Verilen metin:
┄┄┄┄┄┄┄┄┄┄┄┄┄┄┄┄┄┄┄┄
Ülke
olarak çok büyük bir felaketin içinden geçiyoruz. Peş peşe 9 saat arayla 7,7 ve
7,6 şiddetindeki depremlerle sarsılan Kahramanmaraş ve çevresindeki illerde
halen arama kurtarma çalışmaları ve hasar tespit çalışmaları devam ediyor.
Hayatını kaybeden vatandaşlarımız 25
binlerde ve muhtemelen çok daha da yükselecek enkazlar temizlendikçe.
Deprem
coğrafyasında yapılan çalışmalar henüz
tamamlanmamasına rağmen yıkılan bina
sayısı 12 binlerde ve sayım kontrol devam etmekte.
Ülkemizin
son yüzyılda yaşadığı en büyük deprem, nüfus yoğunluğunun artması nedeniyle de
bütün zamanların en çok kayıplarının verildiği deprem olarak tarihe geçecek
muhtemelen.
Yaralar
elbette sarılacak, hayatlarını kaybeden vatandaşlarımızın sızısını
yüreklerimizde yıllarca taşıyacağız. Sağ kurtulanların normal hayatlarına
dönmesi için devlet ve millet olarak bütün imkanlar seferber edilecek.
Bütün bu
hayati süreç tamamlanınca ise önümüzde gelecek için düşünmemiz gereken çok önemli bir konu var.
Afetlere
hazır olmak.
Gördük ki
böyle çok büyük bir depremde, binlerce bina enkazının olduğu bir coğrafyada
arama kurtarma hizmetlerinin çok daha kapsamlı olması gerekiyor. Bu kadar
devasa boyuttaki enkaz sayısına organize ekipleri yetiştirmek ise neredeyse imkansız. Enkaz haline gelen bina sayıları daha da
fazla olabilir, şehirler tamamen yıkılabilirdi.
Bu kadar
ekibi nereden nasıl bulacağız?
Ülkemizin
başka bölgelerinde de yıllardır deprem beklentisi dillendiriliyor bildiğimiz
gibi. İstanbul depremi başta, ege coğrafyası vb. bir çok nokta.
Öyleyse
bu arama kurtarma ekiplerine çok fazla ihtiyacımız olacak
Allah muhafaza
bir İstanbul Marmara depremine bölge dışından belki de on binlerce ekip aynı
anda müdahale etmek zorunda kalacak.
Kişi
değil, ekip !!
Her biri
en az 15-20 kişiden oluşacak..
┄┄┄┄┄┄┄┄┄┄┄┄┄┄┄┄┄┄┄┄
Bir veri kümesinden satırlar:
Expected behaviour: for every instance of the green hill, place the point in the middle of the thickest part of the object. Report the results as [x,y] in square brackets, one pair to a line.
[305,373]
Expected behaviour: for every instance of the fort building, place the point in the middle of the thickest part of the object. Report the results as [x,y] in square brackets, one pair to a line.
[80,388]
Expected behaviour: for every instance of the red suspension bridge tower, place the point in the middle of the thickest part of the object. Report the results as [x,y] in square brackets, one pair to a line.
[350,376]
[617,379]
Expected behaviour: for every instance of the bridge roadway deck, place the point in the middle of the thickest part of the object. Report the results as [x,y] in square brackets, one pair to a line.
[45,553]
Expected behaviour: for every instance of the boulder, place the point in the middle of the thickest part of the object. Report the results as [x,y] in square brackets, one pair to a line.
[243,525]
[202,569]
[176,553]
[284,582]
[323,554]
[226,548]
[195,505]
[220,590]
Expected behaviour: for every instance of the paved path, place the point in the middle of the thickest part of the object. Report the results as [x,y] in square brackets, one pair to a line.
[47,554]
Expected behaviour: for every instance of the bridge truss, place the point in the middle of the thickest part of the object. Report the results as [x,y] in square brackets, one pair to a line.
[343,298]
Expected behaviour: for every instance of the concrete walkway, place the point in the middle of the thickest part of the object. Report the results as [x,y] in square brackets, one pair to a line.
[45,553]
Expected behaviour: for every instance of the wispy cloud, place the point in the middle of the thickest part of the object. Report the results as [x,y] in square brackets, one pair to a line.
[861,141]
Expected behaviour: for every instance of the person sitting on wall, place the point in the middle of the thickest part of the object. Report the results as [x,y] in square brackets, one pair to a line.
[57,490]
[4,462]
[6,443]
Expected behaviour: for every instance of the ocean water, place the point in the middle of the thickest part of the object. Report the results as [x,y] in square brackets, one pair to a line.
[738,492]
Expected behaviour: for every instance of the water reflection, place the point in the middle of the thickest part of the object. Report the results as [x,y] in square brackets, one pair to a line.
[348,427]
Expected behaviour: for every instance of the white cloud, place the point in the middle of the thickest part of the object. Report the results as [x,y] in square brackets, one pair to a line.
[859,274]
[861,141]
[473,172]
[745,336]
┄┄┄┄┄┄┄┄┄┄┄┄┄┄┄┄┄┄┄┄
Görevin kapsamı:
Deprem yazısında "Hayatını kaybeden vatandaşlarımız" sözcükleriyle başlayıp "kontrol devam etmekte." sözcükleri de dahil olmak üzere orada biten bölümü hiçbir değişiklik yapmadan aktarın.

Tamamlanan alıştırma:
Hayatını kaybeden vatandaşlarımız 25
binlerde ve muhtemelen çok daha da yükselecek enkazlar temizlendikçe.
Deprem
coğrafyasında yapılan çalışmalar henüz
tamamlanmamasına rağmen yıkılan bina
sayısı 12 binlerde ve sayım kontrol devam etmekte.